§ **Rincian Latihan**
Menurut teks tentang sabar di bawah, di masjid mana penulis mengikuti khotbah Jumat yang diingatnya?

Sabar
\
Hari-hari ini sering melihat kabar di televisi tentang beberapa pengguna jalan yang marah-marah ketika mobil mereka diharuskan putar balik oleh petugas. Alasan petugas tentu karena hendak membatasi jumlah publik yang berada di tempat tujuan (untuk mencegah adanya kerumunan), atau mencegah mereka berada di suatu tempat nantinya (untuk mencegah adanya kontak dengan kemungkinan pembawa virus).
Yang marah-marah itu tentunya karena merasa terganggu perjalanannya atau tidak terpenuhi niatnya untuk berada di suatu tempat. Atau mungkin juga karena alasan lain, wallaahu a’lam.
Saya teringat pada satu khotbah jumat yang saya ikuti di Masjid Kampus UGM, rasanya tahun kemarin. Pak khotib bilang bahwa kita harus sabar, termasuk dalam kesabaran itu adalah mematuhi perintah pemerintah, waktu itu konteksnya adalah untuk tetap berada di rumah, mengenakan masker, mencuci tangan, menjaga jarak.

(Entri Tersimpan)
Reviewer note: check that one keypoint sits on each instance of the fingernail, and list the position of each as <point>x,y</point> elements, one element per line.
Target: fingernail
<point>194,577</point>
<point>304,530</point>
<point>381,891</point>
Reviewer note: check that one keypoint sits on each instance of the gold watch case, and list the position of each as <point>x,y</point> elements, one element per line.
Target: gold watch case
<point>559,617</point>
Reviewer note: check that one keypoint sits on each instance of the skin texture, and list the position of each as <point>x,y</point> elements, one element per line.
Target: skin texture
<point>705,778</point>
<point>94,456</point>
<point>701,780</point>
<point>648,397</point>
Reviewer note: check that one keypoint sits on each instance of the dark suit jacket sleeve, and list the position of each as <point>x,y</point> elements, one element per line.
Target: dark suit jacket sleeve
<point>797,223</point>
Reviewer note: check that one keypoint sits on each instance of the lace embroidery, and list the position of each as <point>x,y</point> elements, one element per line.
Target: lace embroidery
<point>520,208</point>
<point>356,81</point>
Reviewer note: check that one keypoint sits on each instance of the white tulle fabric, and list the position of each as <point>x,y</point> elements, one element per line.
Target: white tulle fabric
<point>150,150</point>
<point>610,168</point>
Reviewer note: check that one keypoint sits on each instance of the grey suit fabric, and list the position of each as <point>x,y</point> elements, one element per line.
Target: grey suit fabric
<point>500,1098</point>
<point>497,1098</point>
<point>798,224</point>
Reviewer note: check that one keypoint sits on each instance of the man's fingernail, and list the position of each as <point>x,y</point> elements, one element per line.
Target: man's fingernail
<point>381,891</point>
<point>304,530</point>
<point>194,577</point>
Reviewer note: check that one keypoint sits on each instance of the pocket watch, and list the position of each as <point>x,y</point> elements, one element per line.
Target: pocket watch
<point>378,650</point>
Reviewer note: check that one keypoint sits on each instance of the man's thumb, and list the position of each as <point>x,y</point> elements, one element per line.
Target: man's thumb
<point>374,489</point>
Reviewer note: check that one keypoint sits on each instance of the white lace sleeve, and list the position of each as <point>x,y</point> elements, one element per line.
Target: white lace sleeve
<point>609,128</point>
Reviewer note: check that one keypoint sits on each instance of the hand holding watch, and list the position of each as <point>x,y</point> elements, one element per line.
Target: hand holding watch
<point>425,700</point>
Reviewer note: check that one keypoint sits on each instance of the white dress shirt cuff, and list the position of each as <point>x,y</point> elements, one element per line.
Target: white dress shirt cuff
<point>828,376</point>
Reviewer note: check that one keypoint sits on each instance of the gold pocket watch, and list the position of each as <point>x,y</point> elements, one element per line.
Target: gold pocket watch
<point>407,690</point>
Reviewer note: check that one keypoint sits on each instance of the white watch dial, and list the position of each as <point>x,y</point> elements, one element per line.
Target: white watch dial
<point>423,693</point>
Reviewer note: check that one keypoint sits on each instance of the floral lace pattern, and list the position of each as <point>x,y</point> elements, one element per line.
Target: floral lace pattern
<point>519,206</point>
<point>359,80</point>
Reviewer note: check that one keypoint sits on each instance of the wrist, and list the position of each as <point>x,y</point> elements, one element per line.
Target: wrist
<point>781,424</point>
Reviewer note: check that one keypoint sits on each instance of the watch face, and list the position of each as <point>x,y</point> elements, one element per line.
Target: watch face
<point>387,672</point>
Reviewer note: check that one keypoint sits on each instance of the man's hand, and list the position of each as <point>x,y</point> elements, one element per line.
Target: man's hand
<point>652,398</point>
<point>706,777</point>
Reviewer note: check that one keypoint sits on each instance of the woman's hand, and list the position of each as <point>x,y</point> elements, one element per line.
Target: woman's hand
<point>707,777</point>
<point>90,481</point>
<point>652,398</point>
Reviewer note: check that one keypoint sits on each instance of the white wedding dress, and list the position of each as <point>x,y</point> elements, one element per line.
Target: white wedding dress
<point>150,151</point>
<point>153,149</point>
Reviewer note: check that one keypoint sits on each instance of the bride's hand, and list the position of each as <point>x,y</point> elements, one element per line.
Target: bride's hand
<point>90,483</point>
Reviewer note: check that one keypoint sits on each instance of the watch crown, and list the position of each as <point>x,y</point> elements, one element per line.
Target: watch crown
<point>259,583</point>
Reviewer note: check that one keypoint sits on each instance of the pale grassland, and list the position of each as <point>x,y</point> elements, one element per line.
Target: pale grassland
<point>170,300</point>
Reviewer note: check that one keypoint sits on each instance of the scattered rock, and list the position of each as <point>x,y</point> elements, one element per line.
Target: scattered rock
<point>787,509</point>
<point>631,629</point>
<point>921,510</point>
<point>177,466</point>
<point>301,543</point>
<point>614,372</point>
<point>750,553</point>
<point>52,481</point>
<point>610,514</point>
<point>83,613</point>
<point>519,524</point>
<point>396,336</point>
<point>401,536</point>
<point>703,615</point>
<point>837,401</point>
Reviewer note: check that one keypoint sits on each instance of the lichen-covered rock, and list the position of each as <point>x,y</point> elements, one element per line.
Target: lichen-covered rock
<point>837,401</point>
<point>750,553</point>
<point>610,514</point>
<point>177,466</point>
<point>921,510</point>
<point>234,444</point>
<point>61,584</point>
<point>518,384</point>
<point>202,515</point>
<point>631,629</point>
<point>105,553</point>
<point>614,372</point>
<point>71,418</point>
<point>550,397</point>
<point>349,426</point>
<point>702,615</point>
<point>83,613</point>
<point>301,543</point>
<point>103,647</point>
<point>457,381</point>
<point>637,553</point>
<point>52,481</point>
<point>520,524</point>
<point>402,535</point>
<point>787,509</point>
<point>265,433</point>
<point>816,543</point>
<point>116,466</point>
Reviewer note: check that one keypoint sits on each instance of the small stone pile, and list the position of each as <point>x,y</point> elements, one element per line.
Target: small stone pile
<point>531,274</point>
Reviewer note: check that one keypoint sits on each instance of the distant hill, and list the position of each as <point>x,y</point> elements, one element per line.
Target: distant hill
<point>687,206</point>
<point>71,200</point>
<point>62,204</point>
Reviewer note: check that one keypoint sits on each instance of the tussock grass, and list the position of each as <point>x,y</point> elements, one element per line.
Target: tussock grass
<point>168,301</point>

§ **Penyelesaian Soal**
Di Masjid Kampus UGM.